EXERCISE PROMPT → Each line from the one holding "box: [165, 45, 208, 136]" to the last line below must be written out exactly, with no other output.

*-*-*

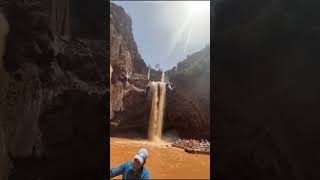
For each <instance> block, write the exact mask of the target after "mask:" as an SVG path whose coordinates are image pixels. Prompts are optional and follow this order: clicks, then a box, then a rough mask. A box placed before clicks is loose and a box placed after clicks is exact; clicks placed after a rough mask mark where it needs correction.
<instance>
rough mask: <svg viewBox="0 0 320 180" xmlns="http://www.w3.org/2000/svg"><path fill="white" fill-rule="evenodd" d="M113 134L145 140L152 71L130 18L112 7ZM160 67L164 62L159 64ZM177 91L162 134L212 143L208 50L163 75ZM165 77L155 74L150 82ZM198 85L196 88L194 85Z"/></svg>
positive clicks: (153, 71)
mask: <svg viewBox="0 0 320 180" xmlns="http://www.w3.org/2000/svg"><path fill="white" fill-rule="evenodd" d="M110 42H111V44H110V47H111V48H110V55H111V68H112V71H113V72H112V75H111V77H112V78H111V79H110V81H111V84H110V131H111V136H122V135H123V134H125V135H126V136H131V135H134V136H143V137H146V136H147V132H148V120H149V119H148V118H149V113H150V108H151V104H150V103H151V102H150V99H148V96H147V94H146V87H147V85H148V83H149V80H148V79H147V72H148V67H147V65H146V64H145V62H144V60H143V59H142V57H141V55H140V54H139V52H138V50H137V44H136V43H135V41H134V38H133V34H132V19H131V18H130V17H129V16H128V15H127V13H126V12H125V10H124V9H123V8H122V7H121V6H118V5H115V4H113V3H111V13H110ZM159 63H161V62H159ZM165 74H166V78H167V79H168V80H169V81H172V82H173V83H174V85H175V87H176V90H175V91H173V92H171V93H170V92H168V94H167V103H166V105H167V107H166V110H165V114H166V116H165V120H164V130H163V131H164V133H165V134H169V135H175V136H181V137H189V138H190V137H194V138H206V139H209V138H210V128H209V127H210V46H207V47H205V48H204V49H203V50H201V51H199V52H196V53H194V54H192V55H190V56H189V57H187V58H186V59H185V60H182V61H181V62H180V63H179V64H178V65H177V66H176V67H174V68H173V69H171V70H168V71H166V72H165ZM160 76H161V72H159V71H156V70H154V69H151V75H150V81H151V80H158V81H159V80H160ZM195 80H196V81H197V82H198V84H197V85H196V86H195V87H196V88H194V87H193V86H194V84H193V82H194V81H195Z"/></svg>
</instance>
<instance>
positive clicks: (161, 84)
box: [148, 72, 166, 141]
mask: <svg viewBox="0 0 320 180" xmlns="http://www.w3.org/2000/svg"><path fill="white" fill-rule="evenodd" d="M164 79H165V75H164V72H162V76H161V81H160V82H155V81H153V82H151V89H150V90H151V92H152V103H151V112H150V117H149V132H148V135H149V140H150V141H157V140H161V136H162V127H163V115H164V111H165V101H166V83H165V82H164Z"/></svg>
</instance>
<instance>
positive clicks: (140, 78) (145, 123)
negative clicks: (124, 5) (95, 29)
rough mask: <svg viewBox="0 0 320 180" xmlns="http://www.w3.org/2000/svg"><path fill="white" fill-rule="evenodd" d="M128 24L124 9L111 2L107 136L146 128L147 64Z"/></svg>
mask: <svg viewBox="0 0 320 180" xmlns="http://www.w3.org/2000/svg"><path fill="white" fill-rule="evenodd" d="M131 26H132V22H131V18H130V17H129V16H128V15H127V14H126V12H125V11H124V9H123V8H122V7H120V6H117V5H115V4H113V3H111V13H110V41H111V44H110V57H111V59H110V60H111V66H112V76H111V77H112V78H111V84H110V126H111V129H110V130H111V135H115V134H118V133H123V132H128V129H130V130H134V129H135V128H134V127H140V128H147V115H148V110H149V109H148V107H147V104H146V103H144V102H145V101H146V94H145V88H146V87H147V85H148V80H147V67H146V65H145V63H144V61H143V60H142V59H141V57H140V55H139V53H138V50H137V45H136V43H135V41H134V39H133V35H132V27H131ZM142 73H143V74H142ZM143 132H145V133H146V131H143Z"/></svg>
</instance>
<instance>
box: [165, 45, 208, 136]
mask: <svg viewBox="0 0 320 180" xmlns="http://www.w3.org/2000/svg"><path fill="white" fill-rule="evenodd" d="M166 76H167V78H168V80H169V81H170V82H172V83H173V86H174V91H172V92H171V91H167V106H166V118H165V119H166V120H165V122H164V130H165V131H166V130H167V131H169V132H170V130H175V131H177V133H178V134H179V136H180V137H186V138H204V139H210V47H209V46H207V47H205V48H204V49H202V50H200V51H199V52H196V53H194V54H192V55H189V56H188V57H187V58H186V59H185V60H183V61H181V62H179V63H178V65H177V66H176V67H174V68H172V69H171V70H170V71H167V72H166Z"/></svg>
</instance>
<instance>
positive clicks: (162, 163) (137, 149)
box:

*-*-*

SOLUTION TO THIS PROBLEM →
box: [165, 45, 208, 136]
mask: <svg viewBox="0 0 320 180" xmlns="http://www.w3.org/2000/svg"><path fill="white" fill-rule="evenodd" d="M166 76H167V78H168V80H169V81H170V82H172V83H173V86H174V91H172V92H171V91H167V106H166V118H165V119H166V120H165V122H164V130H165V131H166V130H167V131H169V132H170V130H175V131H177V133H178V134H179V136H180V137H186V138H204V139H210V47H209V46H207V47H205V48H204V49H202V50H200V51H199V52H196V53H194V54H192V55H189V56H188V57H187V58H186V59H185V60H183V61H181V62H179V63H178V65H177V66H176V67H174V68H172V69H171V70H170V71H167V72H166Z"/></svg>
</instance>
<instance>
positive clicks: (162, 163) (137, 149)
box:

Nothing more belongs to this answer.